═════ PROVIDED PASSAGE

Dynamic Nanobiosensor Platform for Viral and Tumor Nucleic Acid Detection
A rapid, nucleic acid-based, point-of-care diagnostic.
The current gold-standard molecular diagnostic assay, quantitative reverse transcriptase (RT)-PCR, although accurate, is labor intensive (5-step workflow) and time consuming. Due to centralized laboratory testing, the time to results for RT-PCR can vary from 1 day up to 2 weeks, depending on the site of sample collection. Thus, a major unmet need for low resource areas is a rapid, accurate, sensitive, and affordable nucleic acid-based diagnostic test.
The Nanoengineering and Biodesign Lab, led by Dr. Carlos Castro in the Department of Mechanical and Aerospace Engineering at The Ohio State University, focuses on developing novel tools and approaches to study biological systems at multiple lengthscales ranging from the single molecule level up to millimeter scale complex biological systems. A major focus of the lab is the development of nanoscale devices using programmed self-assembly of DNA. In general, these devices are aimed to probe the mechanical properties and biophysical and biochemical interactions of molecular and cellular systems. Dr. Castro’s laboratory has pioneered the use of engineering mechanics and design approaches for the development of DNA nanomachines with complex motion, dynamic behavior, and programmed stimulus response.

══════════

• TASK INSTRUCTIONS:
(1) Who leads the Nanoengineering and Biodesign Lab, according to the nanobiosensor page?
(2) Rewrite the nanobiosensor page from "The current gold-standard" to "acid-based diagnostic test.", replacing "time consuming" with "slow".
The items that follow have no connection to the nanobiosensor page.

═════ EXTRACTED ENTRIES

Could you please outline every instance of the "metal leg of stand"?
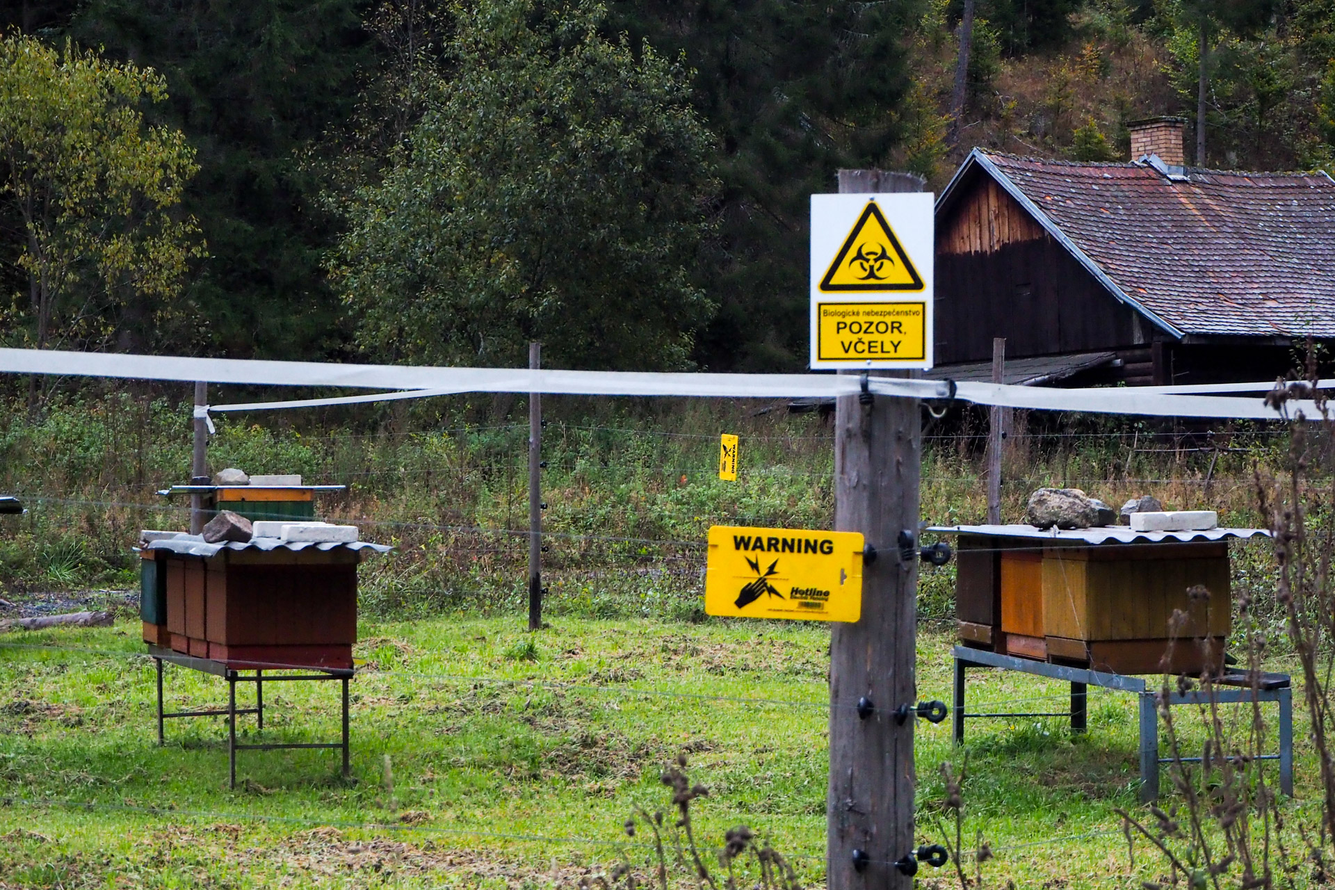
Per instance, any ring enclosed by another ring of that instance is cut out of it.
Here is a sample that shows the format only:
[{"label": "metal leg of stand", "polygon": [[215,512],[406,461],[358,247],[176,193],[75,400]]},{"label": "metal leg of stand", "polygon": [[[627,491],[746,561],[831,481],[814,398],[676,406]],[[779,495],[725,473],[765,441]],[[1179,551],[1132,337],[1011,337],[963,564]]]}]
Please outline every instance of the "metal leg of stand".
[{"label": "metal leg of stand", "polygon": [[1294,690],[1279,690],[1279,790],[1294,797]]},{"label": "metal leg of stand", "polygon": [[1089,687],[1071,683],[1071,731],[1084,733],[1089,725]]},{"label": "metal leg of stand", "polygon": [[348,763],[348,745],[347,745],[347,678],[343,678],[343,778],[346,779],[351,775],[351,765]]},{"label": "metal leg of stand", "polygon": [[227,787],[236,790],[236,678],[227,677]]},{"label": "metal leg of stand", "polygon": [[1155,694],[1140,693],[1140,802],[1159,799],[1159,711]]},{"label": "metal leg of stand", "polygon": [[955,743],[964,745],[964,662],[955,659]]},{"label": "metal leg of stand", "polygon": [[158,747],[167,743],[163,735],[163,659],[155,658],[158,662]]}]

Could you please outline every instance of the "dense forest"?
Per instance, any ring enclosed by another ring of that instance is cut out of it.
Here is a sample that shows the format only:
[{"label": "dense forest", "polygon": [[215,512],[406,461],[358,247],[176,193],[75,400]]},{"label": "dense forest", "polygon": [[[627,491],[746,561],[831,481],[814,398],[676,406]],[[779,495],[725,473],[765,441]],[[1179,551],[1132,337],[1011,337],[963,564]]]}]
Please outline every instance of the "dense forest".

══════════

• ANSWERS TO THIS EXERCISE:
(1) Dr. Carlos Castro leads the lab.

(2)
The current gold-standard molecular diagnostic assay, quantitative reverse transcriptase (RT)-PCR, although accurate, is labor intensive (5-step workflow) and slow. Due to centralized laboratory testing, the time to results for RT-PCR can vary from 1 day up to 2 weeks, depending on the site of sample collection. Thus, a major unmet need for low resource areas is a rapid, accurate, sensitive, and affordable nucleic acid-based diagnostic test.